**SECÇÃO DE TEXTO**
########
É precisamente para tentar minimizar estes riscos que um grupo de investigadores europeus trabalha em sítios pouco usuais, como numa unidade de processamento de saladas em Bremen, na Alemanha. Cerca de cem toneladas de vegetais são processadas semanalmente nesta fábrica. O produto mais utilizado é, sem dúvida, a alface. Um dos grandes desafios desta indústria consiste nos métodos de conservação.

“Nós trabalhamos com um sistema a frio, para manter a salada a uma temperatura estável e evitar que se dilate ou encolha. É assim que conseguimos garantir um produto fresco ao cliente. Mas a questão é que o tempo de validade é reduzido – de 3 a 5 dias, dependendo dos produtos. Gostávamos de poder alargar esse prazo. É importante que a salada, por exemplo, mantenha uma consistência rígida. O mesmo com as cenouras – não queremos que fiquem flácidas e que percam o sabor”, afirma o responsável, Benjamin Heinemann.
########
**CONJUNTO DE EXERCÍCIOS**
1. Segundo o texto sobre a fábrica de saladas em Bremen, que quantidade de vegetais é processada por semana nessa unidade?
2. Por favor, reescreva em forma de lista o parágrafo do texto sobre a fábrica de saladas em Bremen que começa por "Nós trabalhamos com um sistema a frio", mantendo os factos principais.

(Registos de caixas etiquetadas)
########
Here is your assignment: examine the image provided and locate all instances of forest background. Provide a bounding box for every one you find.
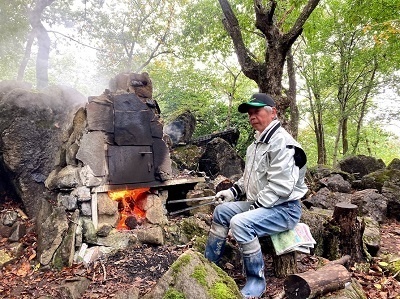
[0,0,400,166]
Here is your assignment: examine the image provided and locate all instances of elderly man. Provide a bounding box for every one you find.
[205,93,308,298]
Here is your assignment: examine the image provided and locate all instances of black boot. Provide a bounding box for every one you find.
[240,238,265,298]
[204,222,229,264]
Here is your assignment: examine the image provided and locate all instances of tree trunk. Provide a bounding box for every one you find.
[286,50,299,139]
[218,0,320,131]
[272,251,298,278]
[36,23,50,89]
[342,117,349,156]
[17,0,55,89]
[324,202,365,265]
[17,29,36,81]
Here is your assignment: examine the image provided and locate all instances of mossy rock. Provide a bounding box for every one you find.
[144,250,242,299]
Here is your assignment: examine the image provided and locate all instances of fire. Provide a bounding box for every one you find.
[108,188,150,230]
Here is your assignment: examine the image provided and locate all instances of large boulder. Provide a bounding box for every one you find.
[143,250,242,299]
[199,137,244,180]
[0,81,85,217]
[339,155,386,178]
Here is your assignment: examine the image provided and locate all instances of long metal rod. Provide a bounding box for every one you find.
[169,201,215,215]
[167,196,215,204]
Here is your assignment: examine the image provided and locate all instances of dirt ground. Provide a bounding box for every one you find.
[0,200,400,299]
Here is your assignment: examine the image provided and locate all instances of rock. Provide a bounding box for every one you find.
[0,210,18,226]
[143,250,242,299]
[9,221,26,242]
[199,138,244,178]
[362,217,381,256]
[319,174,351,193]
[164,110,196,146]
[386,158,400,170]
[351,189,387,223]
[303,187,351,209]
[0,82,84,217]
[36,200,69,265]
[136,226,164,245]
[339,155,386,178]
[171,145,204,171]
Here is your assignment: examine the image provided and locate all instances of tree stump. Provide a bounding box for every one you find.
[325,202,365,264]
[284,255,351,299]
[272,251,298,278]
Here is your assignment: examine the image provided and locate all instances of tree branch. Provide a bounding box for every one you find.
[218,0,258,80]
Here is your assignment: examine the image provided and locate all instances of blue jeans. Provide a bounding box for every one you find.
[213,200,301,243]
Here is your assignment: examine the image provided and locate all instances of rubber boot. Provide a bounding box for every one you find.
[240,238,266,298]
[204,222,229,264]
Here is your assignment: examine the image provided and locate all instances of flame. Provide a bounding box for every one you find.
[108,188,150,230]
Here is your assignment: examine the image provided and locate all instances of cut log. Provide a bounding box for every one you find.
[284,256,351,299]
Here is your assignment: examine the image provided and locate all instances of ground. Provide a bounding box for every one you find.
[0,202,400,299]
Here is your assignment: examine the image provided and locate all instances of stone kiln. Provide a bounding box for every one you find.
[46,74,204,268]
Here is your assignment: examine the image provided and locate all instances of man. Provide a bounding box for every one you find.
[205,93,308,298]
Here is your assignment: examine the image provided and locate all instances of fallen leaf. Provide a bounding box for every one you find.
[17,261,31,277]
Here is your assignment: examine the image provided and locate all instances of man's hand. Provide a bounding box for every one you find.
[215,189,235,204]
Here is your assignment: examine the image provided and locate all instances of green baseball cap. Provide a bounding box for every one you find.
[238,93,275,113]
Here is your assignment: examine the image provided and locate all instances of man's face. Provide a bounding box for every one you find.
[247,107,276,132]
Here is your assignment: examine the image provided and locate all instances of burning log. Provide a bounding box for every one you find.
[284,255,351,299]
[125,216,138,229]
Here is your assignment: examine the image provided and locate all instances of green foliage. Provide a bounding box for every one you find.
[190,265,207,287]
[0,0,30,80]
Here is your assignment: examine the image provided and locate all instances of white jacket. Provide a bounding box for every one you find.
[231,120,308,208]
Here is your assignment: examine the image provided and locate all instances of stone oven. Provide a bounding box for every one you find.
[45,74,204,268]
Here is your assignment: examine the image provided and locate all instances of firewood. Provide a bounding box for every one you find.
[284,255,351,299]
########
**RESULTADOS DO EXERCÍCIO**
1. Cerca de cem toneladas.

2.
- A unidade usa um sistema a frio que mantém a salada a temperatura estável, para não dilatar nem encolher, e assim garante um produto fresco ao cliente.
- O prazo de validade é curto: de 3 a 5 dias, consoante o produto.
- O objetivo é alargar esse prazo.
- A salada deve manter uma consistência rígida, e as cenouras não devem ficar flácidas nem perder o sabor.
- Estas afirmações são do responsável, Benjamin Heinemann.